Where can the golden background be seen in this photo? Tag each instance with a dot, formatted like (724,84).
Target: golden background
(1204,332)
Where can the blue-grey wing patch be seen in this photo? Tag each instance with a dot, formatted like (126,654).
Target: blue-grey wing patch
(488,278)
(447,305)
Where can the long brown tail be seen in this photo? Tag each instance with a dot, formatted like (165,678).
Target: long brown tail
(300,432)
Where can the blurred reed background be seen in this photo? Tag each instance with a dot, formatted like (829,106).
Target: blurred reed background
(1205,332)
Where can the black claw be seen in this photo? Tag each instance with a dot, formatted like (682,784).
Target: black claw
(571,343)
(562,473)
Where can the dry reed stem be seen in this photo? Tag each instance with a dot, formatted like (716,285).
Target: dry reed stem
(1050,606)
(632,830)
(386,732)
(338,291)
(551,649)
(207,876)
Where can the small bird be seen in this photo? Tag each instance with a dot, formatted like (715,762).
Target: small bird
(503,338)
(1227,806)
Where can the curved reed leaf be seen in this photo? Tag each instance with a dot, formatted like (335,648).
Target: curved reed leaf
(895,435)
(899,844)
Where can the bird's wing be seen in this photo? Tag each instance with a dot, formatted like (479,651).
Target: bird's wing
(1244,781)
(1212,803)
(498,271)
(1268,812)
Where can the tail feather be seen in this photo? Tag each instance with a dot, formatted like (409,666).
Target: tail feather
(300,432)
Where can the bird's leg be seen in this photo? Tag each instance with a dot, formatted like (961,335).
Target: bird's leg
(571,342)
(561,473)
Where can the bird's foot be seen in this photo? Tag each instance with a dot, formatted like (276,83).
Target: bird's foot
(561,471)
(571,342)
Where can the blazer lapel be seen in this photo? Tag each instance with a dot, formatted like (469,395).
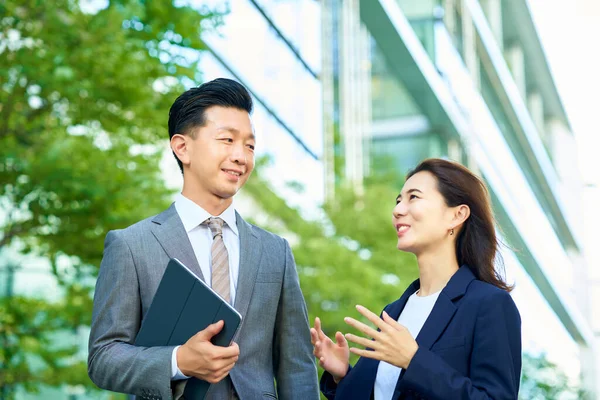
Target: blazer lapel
(443,311)
(396,307)
(250,255)
(168,229)
(362,377)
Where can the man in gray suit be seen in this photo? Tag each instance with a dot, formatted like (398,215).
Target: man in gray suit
(213,141)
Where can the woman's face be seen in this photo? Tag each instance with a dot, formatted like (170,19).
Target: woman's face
(421,217)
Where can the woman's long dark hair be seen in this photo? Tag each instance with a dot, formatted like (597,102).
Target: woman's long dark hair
(476,244)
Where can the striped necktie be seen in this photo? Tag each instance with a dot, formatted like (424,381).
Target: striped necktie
(220,259)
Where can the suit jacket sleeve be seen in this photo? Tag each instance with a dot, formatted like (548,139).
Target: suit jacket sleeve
(293,361)
(495,359)
(114,363)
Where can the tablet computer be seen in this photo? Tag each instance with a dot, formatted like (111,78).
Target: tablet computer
(182,306)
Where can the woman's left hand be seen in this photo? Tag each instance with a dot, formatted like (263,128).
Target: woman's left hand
(393,343)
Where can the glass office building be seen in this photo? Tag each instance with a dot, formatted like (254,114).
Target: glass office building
(411,79)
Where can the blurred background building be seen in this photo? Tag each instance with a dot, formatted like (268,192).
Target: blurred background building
(404,79)
(462,79)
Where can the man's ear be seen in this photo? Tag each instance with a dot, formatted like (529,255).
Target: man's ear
(180,149)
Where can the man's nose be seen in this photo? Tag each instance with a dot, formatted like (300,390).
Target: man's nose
(238,155)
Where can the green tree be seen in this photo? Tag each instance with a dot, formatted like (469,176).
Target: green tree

☆ ☆ ☆ ☆ ☆ ☆ ☆

Repeat the whole listing above word for word, but keep any picture out of it.

Where can the golden background be seen in this photo? Tag each instance with a dot, formatted like (724,84).
Target: golden background
(1204,332)
Where can the blue-grey wing patch be seen in this photo? Tag each instance with a dot, formatted like (126,654).
Target: blue-grey wing patch
(488,278)
(447,305)
Where can the long brown tail be seen in this photo? Tag each instance with a dot, formatted like (165,678).
Target: long brown tail
(300,432)
Where can the blurred reed background be seen in this photo? Tag each instance with a dot, formatted like (829,106).
Target: blurred reed background
(1205,332)
Where can the black claw be seen in this photo? Tag each instance with a dot, formatted like (682,784).
Target: black claw
(571,343)
(562,473)
Where can the dry reed stem be seen in this photo? Tag each instance with a dot, formatted like (716,285).
Target: dry reed stem
(1050,606)
(632,830)
(386,732)
(338,291)
(551,649)
(207,876)
Where can the small bird be seen in this photo? Tag each instance with a dot, formatted like (715,762).
Target: small bird
(503,338)
(1227,806)
Where can the curved reed leaf be seen in this photo? Tag each instance with a dot, formatted like (335,648).
Target: curved reed leaf
(895,435)
(899,844)
Where can the bird's wing be seen in this photo? Tag each instance with a dot, formatted like (479,651).
Target: bird's wing
(1244,781)
(1212,803)
(498,271)
(1268,812)
Where can the tail feather be seen in this photo? Tag each instance with a dot, formatted like (409,666).
Target: tail feather
(300,432)
Where can the bird's leg be seen in this photo? Tag each instance with a dot, formatted like (961,335).
Target: bird's leg
(571,342)
(561,473)
Where can the bird's foot be seen in this photo? Tag each instance with a dot, formatted like (276,83).
Target: bird's foot
(561,471)
(571,342)
Where can the blazer lapel be seen in this photo? Tag each instance with a dot, formatted like (469,395).
Target: blazer lapel
(443,311)
(396,307)
(250,255)
(168,229)
(362,377)
Where can the man in gray suit be seen in this photo? Tag each instance with a dot, formatted like (398,215).
Target: man in gray suit
(213,141)
Where can the woman's face be seen in this photo? Tag each instance with a dot, formatted like (170,19).
Target: woman's face
(421,217)
Where can the woman's long dark hair be seen in this photo? Tag each instance with a dot, formatted like (597,102).
Target: woman's long dark hair
(476,244)
Where can the striped necktie be seen in this photo? Tag each instance with a dot, formatted like (424,381).
Target: striped necktie
(220,259)
Where can the suit jacket sleeve be seen in this photo? Tag each instance with a dot, formatted like (548,139).
Target: suit jacket sleeve
(293,361)
(495,359)
(114,363)
Where can the tablet computer be seen in this photo? Tag each instance with a dot, formatted like (111,78).
Target: tablet computer
(182,306)
Where can the woman's left hand be seen in this photo? Tag each instance with a dot, formatted like (263,128).
Target: woman's left hand
(393,343)
Where can the glass office building be seen in this photo? Tag each instance with a dot, formatted like (254,114).
Target: glass office building
(411,79)
Where can the blurred background building be seen in this photo? Tag each instance with a dot, formatted like (268,192).
Target: blurred background building
(404,79)
(462,79)
Where can the man's ear be seen in this photo? Tag each instance with a dot, formatted like (529,255).
Target: man's ear
(180,149)
Where can the man's nose be seen in this photo? Tag each instance with a dot, formatted like (300,390).
Target: man's nose
(238,155)
Where can the green tree be seen in this photo? Tag each instance with a dot, formatted like (469,176).
Target: green tree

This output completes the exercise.